Supplied passage:
The real questions become "Why?" and "Necessarily?" Don't get me wrong, I'm a believer in the value of worthwhile work and activity for any number of reasons.
Little annoys me more than the "I'm bored!" refrain that seems to demand interference from others in the way of fixing things.
My father's opinion on the subject, which I find I share, was always, "If you are bored, you have only yourself to blame."
There is great value in embracing unstructured time. Non-directed play for children is a gift that seems more and more rare, as parents seem to feel compelled to fill every waking minute with lessons, scheduled activities, and one-to-one attention.
So often I hear adults, myself among them, ruefully reminisce about their own childhoods, when they could scoot out the door to go play with friends and not return until dinner.
I loved those days, loved the vast amounts of time I shared with my playmates in which nobody older told us what to do. We created our own games, built forts, went on hikes, sometimes happily read books together.
We often ended up grubby, with broad grins breaking through the grime. Nobody was afraid of dirt or germs. Not surprisingly, we were rarely sick. We were rarely bored. We could look to ourselves and our friends for ideas and for companionship.
This little girl in my arms reminds me how important it is to let our children figure out what makes them happy.
Eager as I am to read her books, sing and play games with her, teach her to ride a horse … these are not things to rush. I look forward to spending time with her in which I get to be the Grandma, not the Mom.
I also look forward to learning how to be less busy when she is around. I hope I learn to listen more and direct less. At the moment, I am happy just to sit and rock and not worry about anything else.

Stated exercise 1: Count the lines of the entries that contain the string "shrub", treating case as significant, and give only that number.
The entries below have no connection to the essay.

Supplied records:
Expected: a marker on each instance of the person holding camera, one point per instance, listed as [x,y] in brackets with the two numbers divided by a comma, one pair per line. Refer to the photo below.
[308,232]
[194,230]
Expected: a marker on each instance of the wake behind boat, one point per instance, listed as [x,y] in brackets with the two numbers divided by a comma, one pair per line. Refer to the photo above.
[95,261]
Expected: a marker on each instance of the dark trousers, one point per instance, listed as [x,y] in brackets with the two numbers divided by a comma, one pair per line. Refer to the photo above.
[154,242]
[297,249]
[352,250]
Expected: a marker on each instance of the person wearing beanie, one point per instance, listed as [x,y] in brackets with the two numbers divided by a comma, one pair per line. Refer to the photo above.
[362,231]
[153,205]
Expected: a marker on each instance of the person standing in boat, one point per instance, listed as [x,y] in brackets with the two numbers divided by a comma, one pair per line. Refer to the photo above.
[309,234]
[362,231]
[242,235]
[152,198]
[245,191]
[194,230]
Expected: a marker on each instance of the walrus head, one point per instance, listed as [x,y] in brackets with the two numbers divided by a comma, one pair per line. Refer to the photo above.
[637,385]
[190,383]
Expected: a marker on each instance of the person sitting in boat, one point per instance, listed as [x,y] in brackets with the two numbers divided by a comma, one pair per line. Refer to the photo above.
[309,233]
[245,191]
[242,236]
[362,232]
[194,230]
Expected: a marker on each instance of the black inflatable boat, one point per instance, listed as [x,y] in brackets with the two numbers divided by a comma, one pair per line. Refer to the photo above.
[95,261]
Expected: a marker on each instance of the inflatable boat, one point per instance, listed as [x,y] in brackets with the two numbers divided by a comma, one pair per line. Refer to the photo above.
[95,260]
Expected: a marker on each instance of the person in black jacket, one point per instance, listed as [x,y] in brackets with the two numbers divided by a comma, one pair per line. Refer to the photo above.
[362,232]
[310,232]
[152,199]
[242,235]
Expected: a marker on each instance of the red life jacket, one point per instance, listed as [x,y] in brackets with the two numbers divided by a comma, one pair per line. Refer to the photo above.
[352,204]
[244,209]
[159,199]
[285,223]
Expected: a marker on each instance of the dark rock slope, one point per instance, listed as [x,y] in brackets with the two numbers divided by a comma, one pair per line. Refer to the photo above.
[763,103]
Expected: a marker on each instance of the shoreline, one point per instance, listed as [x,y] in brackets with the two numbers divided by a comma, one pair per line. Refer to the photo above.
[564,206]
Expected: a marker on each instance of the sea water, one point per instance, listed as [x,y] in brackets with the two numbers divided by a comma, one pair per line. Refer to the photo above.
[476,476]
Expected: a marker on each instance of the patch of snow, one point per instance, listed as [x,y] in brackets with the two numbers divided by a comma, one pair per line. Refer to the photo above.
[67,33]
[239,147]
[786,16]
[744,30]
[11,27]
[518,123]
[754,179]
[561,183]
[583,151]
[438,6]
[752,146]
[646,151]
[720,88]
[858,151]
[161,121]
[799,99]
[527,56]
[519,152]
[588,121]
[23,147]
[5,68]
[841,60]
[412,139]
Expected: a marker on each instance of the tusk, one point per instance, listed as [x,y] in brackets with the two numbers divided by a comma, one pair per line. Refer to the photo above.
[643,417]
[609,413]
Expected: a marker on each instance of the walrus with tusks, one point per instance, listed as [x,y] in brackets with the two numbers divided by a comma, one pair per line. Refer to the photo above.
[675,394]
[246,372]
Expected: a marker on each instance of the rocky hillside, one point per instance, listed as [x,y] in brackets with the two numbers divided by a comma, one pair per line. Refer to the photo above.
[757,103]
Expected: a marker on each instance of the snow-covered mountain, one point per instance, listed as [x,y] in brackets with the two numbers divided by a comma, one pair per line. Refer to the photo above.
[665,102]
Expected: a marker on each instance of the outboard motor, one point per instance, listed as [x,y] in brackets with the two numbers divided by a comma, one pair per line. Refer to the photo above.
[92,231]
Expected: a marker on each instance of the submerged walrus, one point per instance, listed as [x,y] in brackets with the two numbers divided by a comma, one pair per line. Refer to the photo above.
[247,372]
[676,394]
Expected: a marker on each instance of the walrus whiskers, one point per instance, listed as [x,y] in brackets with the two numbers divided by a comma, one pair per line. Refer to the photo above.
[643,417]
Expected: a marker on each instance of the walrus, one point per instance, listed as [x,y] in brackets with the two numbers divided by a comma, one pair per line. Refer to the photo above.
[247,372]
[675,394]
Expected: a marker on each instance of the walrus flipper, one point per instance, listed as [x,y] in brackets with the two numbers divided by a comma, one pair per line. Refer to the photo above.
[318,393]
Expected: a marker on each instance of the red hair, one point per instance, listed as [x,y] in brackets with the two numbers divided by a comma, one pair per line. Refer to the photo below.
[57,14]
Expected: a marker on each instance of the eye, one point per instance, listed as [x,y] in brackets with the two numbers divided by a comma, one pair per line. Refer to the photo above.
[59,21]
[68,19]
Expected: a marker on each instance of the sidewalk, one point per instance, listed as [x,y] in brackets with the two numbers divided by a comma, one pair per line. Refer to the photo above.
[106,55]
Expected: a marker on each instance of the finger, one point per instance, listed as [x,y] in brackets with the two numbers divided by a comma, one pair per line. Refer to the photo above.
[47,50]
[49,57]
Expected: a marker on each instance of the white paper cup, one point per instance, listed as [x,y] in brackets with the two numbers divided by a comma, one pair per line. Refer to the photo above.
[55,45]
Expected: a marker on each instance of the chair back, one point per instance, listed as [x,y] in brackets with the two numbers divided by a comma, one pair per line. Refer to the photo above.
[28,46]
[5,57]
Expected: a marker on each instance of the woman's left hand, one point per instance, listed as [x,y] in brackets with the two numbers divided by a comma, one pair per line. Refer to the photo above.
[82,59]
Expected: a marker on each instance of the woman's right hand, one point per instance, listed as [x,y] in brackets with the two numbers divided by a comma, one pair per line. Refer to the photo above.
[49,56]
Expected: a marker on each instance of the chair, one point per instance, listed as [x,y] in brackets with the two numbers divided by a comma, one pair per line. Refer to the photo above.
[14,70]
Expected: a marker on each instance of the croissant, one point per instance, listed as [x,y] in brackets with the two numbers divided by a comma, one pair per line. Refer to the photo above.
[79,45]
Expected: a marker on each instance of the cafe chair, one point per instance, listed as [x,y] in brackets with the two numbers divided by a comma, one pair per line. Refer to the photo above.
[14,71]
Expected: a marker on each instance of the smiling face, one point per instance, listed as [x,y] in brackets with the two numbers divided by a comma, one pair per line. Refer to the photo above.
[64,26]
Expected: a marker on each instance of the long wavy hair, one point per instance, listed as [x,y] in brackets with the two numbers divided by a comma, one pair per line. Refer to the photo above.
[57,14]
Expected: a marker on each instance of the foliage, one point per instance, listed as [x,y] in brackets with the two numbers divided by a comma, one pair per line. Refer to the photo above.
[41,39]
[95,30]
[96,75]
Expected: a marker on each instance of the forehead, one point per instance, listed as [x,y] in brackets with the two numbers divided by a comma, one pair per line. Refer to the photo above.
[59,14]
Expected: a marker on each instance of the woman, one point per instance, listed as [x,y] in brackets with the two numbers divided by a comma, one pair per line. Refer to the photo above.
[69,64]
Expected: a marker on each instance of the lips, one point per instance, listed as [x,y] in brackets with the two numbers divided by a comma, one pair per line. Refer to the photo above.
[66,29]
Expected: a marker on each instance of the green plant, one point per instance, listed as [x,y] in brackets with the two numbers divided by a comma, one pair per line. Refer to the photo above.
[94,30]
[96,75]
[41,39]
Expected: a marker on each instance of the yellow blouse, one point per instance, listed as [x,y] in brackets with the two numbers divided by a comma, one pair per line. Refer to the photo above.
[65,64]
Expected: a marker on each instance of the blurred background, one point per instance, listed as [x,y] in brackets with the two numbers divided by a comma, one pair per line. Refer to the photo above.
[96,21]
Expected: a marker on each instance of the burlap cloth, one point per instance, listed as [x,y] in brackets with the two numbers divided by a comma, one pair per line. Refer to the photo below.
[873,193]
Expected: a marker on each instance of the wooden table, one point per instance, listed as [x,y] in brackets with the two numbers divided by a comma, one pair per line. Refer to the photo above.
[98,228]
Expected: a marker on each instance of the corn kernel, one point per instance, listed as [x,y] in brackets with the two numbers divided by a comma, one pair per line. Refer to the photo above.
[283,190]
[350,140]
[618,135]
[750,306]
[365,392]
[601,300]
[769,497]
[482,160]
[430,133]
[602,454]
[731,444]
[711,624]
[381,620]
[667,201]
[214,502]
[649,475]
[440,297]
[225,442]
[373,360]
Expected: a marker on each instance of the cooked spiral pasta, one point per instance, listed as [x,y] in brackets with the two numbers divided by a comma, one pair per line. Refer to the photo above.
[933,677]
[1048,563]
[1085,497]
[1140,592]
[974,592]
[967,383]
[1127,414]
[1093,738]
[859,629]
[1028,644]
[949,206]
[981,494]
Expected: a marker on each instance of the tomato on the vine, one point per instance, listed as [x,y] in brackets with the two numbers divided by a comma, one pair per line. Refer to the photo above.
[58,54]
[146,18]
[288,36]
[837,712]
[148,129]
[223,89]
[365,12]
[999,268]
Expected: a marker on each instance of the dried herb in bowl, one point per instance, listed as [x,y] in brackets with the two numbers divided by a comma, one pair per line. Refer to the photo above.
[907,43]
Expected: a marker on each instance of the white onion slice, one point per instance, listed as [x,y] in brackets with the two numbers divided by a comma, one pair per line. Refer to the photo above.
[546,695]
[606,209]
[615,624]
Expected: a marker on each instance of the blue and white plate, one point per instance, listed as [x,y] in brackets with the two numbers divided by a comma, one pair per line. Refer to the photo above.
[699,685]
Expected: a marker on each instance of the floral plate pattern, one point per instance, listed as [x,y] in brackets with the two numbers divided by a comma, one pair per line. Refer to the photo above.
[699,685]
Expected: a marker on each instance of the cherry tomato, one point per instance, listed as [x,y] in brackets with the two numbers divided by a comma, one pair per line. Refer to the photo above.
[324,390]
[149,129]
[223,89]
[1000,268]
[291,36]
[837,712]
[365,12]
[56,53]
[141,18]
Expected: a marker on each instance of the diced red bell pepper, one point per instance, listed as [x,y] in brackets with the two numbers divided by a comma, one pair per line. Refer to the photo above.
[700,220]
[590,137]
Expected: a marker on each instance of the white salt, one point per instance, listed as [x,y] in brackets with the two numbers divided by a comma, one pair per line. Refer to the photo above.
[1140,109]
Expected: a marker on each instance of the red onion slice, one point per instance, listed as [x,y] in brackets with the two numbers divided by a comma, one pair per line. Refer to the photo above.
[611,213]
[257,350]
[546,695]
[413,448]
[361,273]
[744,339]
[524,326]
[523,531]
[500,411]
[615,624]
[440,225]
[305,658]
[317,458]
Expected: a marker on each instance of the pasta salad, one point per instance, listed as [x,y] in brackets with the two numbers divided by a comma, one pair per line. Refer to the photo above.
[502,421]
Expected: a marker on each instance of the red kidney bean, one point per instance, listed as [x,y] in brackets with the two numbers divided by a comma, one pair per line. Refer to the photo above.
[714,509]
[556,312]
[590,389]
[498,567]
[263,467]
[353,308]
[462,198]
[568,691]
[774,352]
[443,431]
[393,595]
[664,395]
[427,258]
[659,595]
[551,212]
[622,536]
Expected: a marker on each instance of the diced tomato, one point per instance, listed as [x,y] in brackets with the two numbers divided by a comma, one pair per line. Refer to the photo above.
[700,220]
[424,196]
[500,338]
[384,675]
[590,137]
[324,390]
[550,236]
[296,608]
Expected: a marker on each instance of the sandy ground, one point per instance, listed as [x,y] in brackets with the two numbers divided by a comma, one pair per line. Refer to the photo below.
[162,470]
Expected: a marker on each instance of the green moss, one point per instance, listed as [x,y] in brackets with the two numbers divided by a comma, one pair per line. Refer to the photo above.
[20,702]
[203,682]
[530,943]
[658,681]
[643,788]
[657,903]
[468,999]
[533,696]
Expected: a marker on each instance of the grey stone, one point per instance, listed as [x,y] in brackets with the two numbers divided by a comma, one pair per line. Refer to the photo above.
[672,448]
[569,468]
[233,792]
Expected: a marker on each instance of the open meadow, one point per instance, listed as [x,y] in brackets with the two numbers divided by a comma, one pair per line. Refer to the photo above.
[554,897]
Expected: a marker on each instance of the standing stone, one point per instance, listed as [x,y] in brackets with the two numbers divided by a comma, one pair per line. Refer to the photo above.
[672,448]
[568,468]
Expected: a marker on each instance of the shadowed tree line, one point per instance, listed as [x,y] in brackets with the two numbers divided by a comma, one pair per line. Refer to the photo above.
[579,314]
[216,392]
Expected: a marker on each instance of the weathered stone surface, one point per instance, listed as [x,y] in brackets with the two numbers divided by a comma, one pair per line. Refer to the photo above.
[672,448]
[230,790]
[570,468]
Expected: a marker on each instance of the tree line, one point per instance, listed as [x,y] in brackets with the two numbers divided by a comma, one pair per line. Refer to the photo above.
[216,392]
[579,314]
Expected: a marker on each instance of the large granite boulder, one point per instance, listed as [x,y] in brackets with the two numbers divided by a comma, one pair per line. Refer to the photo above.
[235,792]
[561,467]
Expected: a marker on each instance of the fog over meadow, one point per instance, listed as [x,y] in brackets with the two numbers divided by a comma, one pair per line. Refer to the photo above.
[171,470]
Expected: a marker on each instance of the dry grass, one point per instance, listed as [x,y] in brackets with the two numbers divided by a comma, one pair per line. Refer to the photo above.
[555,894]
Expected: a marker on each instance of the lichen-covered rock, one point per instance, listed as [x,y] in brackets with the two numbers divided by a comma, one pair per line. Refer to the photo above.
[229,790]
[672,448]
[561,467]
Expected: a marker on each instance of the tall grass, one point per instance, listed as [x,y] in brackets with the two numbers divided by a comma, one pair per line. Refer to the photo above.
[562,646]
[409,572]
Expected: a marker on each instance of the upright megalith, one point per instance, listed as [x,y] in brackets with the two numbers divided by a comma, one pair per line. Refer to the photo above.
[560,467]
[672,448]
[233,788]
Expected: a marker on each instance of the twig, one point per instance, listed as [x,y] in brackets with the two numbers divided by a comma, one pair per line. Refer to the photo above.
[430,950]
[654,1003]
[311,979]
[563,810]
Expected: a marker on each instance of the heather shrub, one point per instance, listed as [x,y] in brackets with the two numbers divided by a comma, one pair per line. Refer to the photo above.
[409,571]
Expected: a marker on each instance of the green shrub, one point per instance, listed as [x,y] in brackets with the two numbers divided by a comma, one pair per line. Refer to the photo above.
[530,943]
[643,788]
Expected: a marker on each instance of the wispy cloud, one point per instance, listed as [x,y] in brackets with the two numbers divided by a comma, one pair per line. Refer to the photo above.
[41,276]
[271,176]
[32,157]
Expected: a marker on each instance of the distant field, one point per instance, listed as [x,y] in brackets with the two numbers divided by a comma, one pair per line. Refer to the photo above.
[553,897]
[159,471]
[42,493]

Stated exercise 2: Return the portion of the essay on boredom that begins at the words "We often ended" and stops after the words "makes them happy.", copied without any change.

Task solution 1: 2

Task solution 2:
We often ended up grubby, with broad grins breaking through the grime. Nobody was afraid of dirt or germs. Not surprisingly, we were rarely sick. We were rarely bored. We could look to ourselves and our friends for ideas and for companionship.
This little girl in my arms reminds me how important it is to let our children figure out what makes them happy.